• Task requirements
Copy, unchanged, the lines of the listing below that run between the line holding "Identify ocean water in the frame." and the line holding "[159,271,180,314]", inclusive. Copy only those lines.

..........

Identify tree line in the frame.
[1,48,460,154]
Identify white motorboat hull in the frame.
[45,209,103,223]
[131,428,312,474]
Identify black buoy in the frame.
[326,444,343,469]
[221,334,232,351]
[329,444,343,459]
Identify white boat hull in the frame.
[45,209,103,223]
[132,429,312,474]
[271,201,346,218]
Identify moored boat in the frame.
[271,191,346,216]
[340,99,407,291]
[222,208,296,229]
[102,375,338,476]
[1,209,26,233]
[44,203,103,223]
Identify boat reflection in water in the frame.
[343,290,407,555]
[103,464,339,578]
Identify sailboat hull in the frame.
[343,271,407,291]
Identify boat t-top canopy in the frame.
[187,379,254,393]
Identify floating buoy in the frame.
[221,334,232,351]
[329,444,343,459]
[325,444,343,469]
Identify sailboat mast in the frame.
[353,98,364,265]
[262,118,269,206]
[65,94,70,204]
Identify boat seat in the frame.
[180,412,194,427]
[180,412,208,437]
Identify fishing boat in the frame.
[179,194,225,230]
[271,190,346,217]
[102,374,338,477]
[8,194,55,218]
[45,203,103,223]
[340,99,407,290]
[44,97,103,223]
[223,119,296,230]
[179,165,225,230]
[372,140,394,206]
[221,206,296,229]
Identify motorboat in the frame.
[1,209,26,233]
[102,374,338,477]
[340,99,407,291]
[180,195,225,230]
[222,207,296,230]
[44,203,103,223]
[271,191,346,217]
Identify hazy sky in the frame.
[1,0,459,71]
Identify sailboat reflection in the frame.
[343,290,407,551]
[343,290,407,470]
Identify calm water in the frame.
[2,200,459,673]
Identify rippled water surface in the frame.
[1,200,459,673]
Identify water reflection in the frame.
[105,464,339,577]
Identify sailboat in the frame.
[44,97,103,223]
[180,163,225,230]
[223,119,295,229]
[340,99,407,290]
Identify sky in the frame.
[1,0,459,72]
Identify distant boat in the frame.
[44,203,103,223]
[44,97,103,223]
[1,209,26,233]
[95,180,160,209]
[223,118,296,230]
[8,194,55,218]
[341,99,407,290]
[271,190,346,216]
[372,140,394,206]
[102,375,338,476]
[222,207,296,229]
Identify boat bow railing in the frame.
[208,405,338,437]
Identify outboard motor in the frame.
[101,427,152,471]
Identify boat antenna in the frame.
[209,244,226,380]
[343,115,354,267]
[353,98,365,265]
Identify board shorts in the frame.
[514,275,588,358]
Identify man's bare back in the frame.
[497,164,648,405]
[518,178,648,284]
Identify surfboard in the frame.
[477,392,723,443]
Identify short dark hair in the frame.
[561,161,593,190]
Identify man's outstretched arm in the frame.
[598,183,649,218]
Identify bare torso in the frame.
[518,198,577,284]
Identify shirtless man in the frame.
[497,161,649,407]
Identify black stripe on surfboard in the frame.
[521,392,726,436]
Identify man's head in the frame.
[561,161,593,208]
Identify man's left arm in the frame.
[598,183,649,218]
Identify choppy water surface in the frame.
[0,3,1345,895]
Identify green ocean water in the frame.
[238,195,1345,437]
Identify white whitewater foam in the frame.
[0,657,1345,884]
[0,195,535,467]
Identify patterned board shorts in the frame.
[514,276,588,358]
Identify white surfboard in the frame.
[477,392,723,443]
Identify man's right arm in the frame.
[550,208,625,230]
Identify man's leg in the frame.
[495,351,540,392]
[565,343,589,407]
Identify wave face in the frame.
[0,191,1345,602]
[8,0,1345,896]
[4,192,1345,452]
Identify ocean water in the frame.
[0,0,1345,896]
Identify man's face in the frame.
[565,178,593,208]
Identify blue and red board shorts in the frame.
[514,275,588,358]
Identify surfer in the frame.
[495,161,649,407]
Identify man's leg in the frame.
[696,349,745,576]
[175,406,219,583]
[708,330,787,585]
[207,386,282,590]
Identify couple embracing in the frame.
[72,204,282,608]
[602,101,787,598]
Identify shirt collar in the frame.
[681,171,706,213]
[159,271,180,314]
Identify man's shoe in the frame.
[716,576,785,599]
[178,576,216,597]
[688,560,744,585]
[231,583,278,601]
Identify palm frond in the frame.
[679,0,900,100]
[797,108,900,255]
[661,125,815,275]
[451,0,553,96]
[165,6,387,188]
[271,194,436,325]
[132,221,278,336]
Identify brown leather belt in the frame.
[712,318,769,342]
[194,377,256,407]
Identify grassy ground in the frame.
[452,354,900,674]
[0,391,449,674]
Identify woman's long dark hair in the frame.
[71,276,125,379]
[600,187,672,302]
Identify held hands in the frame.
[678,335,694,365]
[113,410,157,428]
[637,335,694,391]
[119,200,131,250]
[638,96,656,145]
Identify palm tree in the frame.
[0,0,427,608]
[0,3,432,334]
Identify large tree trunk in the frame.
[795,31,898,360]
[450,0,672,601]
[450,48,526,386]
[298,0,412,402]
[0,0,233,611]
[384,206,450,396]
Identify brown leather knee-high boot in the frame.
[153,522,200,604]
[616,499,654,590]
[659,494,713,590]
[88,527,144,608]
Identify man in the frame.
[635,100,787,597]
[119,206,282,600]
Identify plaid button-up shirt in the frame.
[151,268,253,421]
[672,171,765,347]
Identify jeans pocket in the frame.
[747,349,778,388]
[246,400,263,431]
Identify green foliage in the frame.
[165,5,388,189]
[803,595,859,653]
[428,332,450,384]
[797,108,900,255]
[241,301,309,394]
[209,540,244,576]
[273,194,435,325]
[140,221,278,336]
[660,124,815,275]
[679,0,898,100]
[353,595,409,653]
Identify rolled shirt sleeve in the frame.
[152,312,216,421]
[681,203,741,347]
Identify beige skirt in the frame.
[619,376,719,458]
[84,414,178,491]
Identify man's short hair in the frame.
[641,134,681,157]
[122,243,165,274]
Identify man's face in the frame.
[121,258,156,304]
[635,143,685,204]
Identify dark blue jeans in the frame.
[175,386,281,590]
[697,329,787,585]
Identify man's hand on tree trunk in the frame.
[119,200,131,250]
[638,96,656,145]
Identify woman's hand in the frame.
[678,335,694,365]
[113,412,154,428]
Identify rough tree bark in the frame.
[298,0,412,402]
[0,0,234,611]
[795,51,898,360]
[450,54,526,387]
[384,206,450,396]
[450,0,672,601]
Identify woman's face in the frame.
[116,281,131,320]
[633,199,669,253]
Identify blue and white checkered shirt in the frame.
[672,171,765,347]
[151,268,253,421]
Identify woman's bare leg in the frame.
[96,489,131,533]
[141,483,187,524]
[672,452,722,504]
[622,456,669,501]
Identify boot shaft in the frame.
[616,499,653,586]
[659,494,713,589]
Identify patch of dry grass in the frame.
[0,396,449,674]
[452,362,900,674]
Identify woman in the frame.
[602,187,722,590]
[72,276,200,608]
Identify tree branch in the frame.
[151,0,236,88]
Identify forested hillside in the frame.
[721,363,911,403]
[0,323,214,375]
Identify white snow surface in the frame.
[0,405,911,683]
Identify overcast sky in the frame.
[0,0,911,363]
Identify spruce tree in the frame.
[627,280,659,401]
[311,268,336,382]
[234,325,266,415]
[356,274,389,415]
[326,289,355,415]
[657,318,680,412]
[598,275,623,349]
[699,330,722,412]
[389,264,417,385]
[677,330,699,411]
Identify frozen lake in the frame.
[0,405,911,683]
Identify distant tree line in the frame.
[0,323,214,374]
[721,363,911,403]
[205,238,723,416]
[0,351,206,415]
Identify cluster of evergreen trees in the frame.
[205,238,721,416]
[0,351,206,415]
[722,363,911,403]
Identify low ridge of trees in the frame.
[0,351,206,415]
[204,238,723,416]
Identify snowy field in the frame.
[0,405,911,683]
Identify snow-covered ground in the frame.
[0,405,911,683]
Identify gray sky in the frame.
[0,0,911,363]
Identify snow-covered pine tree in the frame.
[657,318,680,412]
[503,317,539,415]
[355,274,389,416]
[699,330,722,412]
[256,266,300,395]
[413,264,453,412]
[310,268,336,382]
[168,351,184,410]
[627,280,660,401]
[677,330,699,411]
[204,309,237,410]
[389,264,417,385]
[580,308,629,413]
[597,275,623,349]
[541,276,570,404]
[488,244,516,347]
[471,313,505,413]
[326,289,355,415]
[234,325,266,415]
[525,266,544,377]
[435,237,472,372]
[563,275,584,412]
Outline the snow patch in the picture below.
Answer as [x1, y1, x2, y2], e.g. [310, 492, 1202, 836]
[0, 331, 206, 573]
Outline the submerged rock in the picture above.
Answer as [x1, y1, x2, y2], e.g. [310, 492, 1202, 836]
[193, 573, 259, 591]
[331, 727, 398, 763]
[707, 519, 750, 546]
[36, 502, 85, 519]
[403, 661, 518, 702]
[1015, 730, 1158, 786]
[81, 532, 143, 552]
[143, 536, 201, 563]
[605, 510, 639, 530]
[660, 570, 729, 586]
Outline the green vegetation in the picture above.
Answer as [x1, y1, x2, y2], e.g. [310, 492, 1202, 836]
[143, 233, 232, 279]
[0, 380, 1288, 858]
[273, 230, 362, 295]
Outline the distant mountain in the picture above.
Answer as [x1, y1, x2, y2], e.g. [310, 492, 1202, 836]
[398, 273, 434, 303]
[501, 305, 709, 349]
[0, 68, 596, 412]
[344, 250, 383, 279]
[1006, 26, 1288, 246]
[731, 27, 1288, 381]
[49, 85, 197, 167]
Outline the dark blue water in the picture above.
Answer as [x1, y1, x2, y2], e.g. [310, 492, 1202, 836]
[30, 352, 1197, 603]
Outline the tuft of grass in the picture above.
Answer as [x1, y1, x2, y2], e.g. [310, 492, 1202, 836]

..........

• Response to the exercise
Identify ocean water in the frame.
[0,0,1345,896]
Identify man's face in the frame.
[565,178,593,208]
Identify blue and red board shorts in the frame.
[514,275,588,358]
Identify surfer in the frame.
[495,161,649,407]
Identify man's leg in the frame.
[696,349,745,576]
[175,406,219,583]
[708,330,787,585]
[207,386,282,590]
Identify couple embracing in the frame.
[72,204,282,608]
[602,101,787,598]
Identify shirt collar in the frame.
[681,171,706,213]
[159,271,180,314]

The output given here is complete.